Aim — Turn the lines from the very first one through the line holding "[791,300,975,471]", both included, into a JSON list of strings with one string per line. Skip blank lines and leave out the pictures.

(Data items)
§ §

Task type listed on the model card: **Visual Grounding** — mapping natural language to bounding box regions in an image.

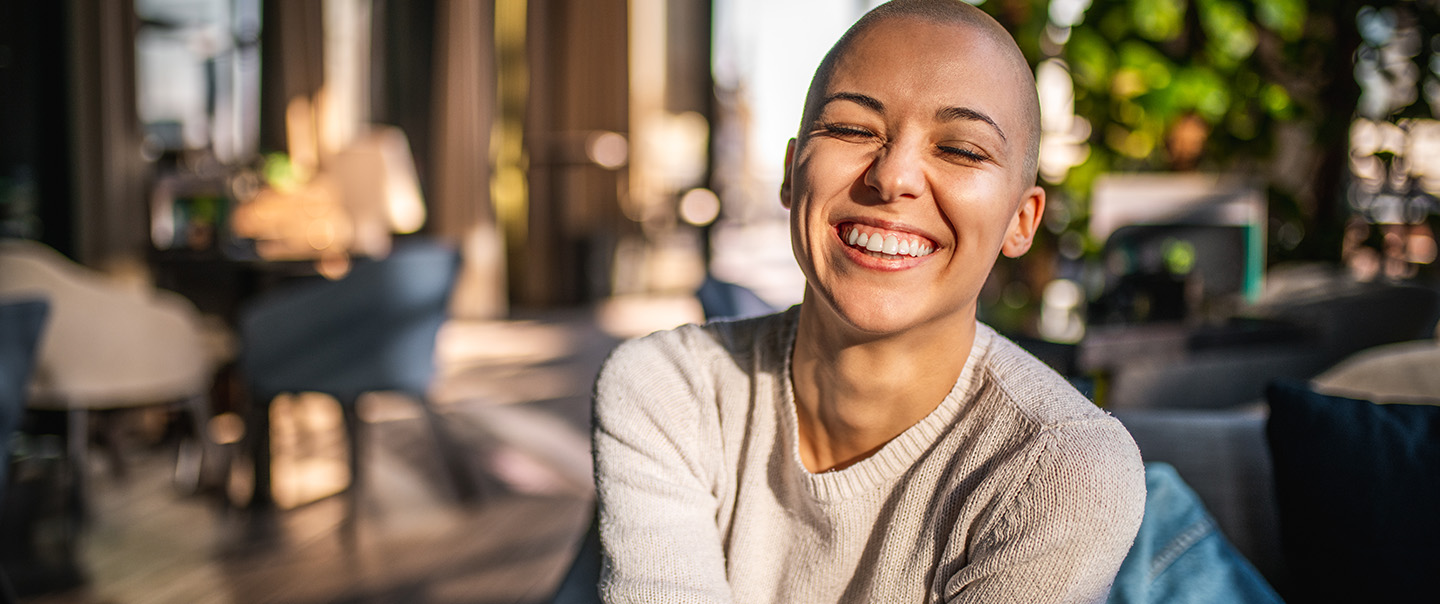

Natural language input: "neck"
[791,300,975,471]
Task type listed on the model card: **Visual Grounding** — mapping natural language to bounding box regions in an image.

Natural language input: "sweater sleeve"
[593,332,732,603]
[946,417,1145,603]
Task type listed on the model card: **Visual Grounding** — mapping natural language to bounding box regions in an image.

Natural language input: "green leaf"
[1256,0,1309,42]
[1130,0,1185,42]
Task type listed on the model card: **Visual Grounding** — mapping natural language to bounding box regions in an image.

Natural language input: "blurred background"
[0,0,1440,603]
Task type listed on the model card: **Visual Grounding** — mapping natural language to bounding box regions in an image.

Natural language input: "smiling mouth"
[840,222,935,259]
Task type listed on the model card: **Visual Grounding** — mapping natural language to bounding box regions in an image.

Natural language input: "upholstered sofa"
[1113,310,1440,603]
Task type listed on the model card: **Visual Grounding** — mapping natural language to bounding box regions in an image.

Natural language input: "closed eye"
[939,144,989,161]
[819,121,876,140]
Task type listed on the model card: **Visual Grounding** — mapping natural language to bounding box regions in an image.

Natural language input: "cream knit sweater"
[595,307,1145,604]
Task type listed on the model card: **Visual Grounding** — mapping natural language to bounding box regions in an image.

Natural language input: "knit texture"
[595,307,1145,604]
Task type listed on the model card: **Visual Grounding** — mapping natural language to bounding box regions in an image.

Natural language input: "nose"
[865,141,926,203]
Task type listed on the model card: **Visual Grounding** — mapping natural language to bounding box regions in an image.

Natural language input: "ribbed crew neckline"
[779,304,995,503]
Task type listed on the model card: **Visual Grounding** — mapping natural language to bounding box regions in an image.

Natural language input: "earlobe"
[999,186,1045,258]
[780,138,795,209]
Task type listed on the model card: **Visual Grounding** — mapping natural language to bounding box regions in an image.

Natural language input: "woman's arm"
[945,418,1145,603]
[595,333,730,603]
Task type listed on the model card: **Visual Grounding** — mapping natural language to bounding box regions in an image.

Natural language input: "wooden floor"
[7,311,664,604]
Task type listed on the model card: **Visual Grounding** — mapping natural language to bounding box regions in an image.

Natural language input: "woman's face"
[782,17,1044,334]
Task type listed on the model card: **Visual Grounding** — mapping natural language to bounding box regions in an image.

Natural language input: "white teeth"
[845,226,935,258]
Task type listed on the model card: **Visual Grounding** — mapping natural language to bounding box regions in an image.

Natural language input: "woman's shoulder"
[984,334,1119,430]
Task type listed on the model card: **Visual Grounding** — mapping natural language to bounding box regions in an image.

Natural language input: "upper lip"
[835,216,940,248]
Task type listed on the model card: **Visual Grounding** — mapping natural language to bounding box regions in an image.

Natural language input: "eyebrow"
[821,92,1009,143]
[935,107,1009,143]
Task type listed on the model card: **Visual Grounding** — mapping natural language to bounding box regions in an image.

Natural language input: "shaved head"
[801,0,1040,183]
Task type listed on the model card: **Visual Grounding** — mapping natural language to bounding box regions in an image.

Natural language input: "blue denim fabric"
[1109,463,1282,604]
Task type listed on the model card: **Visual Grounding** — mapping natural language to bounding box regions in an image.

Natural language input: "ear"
[999,186,1045,258]
[780,138,795,209]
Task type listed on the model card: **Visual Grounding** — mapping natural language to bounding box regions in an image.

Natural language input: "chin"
[824,286,937,337]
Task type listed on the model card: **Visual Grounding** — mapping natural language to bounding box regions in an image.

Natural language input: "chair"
[239,239,475,518]
[0,300,50,502]
[0,300,50,603]
[696,275,778,321]
[0,239,220,509]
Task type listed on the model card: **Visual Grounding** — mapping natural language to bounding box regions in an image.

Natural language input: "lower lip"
[835,229,935,271]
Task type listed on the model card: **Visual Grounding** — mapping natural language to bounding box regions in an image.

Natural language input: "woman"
[595,0,1145,603]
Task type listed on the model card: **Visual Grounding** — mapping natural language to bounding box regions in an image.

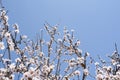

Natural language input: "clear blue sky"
[3,0,120,78]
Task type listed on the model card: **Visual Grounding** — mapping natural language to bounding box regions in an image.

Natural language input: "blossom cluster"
[0,2,120,80]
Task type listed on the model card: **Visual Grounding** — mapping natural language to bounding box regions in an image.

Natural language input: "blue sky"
[3,0,120,78]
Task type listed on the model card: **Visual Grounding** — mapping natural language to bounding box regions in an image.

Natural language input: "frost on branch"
[95,44,120,80]
[0,5,89,80]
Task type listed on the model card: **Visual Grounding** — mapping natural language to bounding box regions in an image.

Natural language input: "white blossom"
[0,42,5,50]
[83,69,89,76]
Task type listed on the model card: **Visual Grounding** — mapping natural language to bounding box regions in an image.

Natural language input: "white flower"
[95,62,99,66]
[0,42,5,50]
[1,10,6,16]
[83,69,89,76]
[77,57,84,64]
[71,29,75,32]
[15,58,21,62]
[4,15,9,22]
[13,23,20,33]
[96,74,103,80]
[39,52,44,57]
[58,39,62,42]
[9,45,14,51]
[5,32,10,38]
[74,70,80,75]
[21,35,27,39]
[86,52,90,56]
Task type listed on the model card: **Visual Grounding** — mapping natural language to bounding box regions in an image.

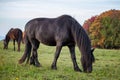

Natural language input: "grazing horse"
[4,28,22,51]
[19,15,95,73]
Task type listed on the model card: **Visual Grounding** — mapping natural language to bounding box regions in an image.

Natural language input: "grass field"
[0,41,120,80]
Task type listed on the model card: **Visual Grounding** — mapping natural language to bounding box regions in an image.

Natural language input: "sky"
[0,0,120,36]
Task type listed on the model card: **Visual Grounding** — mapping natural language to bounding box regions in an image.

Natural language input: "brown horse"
[4,28,22,51]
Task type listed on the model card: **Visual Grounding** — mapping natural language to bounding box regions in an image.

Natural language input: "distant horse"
[19,15,95,73]
[4,28,22,51]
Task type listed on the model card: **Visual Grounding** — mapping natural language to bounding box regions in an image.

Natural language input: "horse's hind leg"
[68,45,81,72]
[30,39,41,67]
[17,41,20,51]
[51,42,62,70]
[13,40,15,51]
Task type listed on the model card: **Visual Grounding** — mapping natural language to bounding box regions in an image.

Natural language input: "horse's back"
[25,16,73,46]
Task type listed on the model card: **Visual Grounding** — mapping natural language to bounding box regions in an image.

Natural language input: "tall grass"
[0,41,120,80]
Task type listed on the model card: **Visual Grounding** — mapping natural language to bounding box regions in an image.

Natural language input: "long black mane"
[19,15,94,72]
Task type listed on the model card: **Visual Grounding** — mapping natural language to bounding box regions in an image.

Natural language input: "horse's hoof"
[51,66,57,70]
[18,59,23,64]
[35,63,42,67]
[74,68,82,72]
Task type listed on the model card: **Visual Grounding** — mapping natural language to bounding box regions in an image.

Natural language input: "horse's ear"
[91,48,95,52]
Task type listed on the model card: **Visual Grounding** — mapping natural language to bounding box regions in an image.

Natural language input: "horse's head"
[81,48,95,73]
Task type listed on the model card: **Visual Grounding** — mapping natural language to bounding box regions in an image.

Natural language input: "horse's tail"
[19,36,32,64]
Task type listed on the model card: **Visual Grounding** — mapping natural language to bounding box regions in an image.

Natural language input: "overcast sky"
[0,0,120,36]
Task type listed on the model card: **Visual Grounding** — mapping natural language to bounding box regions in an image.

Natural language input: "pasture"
[0,41,120,80]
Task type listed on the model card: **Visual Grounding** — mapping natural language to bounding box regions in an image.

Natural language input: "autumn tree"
[83,10,120,49]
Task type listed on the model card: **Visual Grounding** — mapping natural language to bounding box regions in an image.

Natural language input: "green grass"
[0,41,120,80]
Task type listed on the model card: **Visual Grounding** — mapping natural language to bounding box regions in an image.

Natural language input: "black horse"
[4,28,22,51]
[19,15,95,72]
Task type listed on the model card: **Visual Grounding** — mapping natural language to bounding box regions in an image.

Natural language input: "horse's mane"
[71,17,91,54]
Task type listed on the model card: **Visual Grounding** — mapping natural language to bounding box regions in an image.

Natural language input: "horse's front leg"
[17,41,20,51]
[13,40,15,51]
[68,45,82,72]
[51,43,62,70]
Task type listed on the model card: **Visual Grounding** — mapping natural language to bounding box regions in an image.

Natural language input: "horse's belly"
[38,37,56,46]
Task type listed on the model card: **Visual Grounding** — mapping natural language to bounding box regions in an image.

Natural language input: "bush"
[83,10,120,49]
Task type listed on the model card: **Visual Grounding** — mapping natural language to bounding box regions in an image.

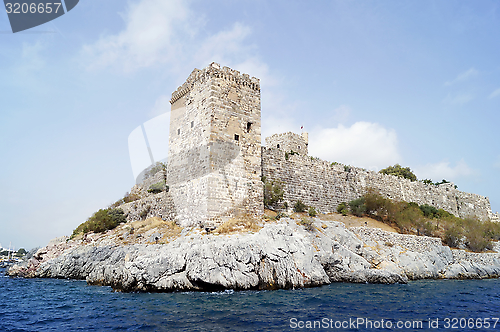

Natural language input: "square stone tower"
[167,63,264,227]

§ §

Result of this task —
[
  "Task type listed on the model card: **Visual Grounding** — mapping natural language to bounding box regions in an image.",
  "Natural language input: \"neck\"",
  "[791,300,975,471]"
]